• Text segment:
------------------------------------

Two recent studies have now provided some answers, by looking at how the size and shape of collaborations affects the impact of their work, and by surveying researchers themselves on the factors for success.

Ideal partners

In the first study, a team of sociologists put nine interdisciplinary collaborations under the microscope.1 These networks – all judged successful by their funders – each included up to 15 researchers working in at least three different fields. Using a mixture of questionnaires, face-to-face interviews and ‘fly on the wall’ observations, the sociologists teased out what the researchers in each collaboration believed to be the key factors responsible for their success. These were then categorised into three strands: cognitive, emotional and interactional.

Perhaps unsurprisingly, 82% of researchers said that cognitive factors – such as the expertise within the group – were crucial to success. Even more researchers flagged interactional factors, such as leadership or a convivial social relationship between co-workers. But 58% also singled out emotional factors such as joy, passion and excitement, not least because they helped to motivate the work.

‘Joy and passion’ may not cut much ice with a funder that wants to know whether a project is delivering. But they are important, not least because excited scientists are invariably productive scientists. And the strong social bonds forged between researchers can persist throughout their careers, generating long-term benefits for their fields.

Michèle Lamont of Harvard University, US, part of the team behind this study, acknowledges that researchers may already sense that these factors are influential. But she says that the institutions that participated are finding the results extremely useful because they offer empirical evidence on what gives their research networks an advantage.

------------------------------------

Point-per-instance localization data
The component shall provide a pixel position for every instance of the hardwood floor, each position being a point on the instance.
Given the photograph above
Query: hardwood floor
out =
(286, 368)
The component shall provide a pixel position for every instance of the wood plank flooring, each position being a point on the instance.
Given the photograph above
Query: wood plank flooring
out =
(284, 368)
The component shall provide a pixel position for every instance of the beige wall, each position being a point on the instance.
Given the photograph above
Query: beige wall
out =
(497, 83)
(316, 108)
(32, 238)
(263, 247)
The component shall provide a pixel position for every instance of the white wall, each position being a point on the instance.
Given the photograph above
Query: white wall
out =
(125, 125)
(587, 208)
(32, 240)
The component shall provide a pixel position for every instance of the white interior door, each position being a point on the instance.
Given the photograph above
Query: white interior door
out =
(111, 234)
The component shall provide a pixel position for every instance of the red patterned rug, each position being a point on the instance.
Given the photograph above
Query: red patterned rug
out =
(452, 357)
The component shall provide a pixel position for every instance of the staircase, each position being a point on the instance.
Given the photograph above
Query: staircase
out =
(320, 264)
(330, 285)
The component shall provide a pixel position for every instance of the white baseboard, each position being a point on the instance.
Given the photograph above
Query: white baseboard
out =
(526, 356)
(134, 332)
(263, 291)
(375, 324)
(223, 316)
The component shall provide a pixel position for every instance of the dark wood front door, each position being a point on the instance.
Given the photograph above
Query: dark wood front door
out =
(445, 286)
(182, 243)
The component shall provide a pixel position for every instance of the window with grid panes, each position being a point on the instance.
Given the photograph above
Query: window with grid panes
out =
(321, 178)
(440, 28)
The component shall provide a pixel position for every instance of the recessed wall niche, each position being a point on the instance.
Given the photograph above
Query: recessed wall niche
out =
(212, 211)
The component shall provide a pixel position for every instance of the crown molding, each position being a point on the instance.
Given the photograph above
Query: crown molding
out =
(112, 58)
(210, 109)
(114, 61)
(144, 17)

------------------------------------

• Tasks and exercises:
1. Duplicate the part of the article on research collaborations starting at "Two recent studies" and ending at "factors for success.".
2. Please pick up the article on research collaborations after its last sentence and continue it.
The items stand apart from the article on research collaborations and are unrelated to it.

• Answer section:
1.
Two recent studies have now provided some answers, by looking at how the size and shape of collaborations affects the impact of their work, and by surveying researchers themselves on the factors for success.

2.
Strength in numbers

With the elements for a happy and productive bunch of scientists in place, we also need to know how big the group should be. To answer that question, a team led by David Hsiehchen, a clinical medical fellow at Harvard University, gathered data on around 24 million research papers published between 1973 and 2009. They looked for trends in the number of authors and countries involved in a paper, and calculated how many citations per author each paper had gathered. This gave a rough indication of the impact generated by the human resources invested in the project.2

The team found that single-author papers made up about 35% of publications in the early 1970s; by 2009, that had declined to 10%. In contrast, medium-sized teams of five to eight authors went from less than 10% to 30%, and papers by larger groups rose from almost nothing to 10%. Meanwhile, the proportion of papers by authors of a single nationality fell from 95% in 1973 to less than 80% by 2009.

It’s no shock that larger and more international groups are becoming more common. But do they actually deliver better science?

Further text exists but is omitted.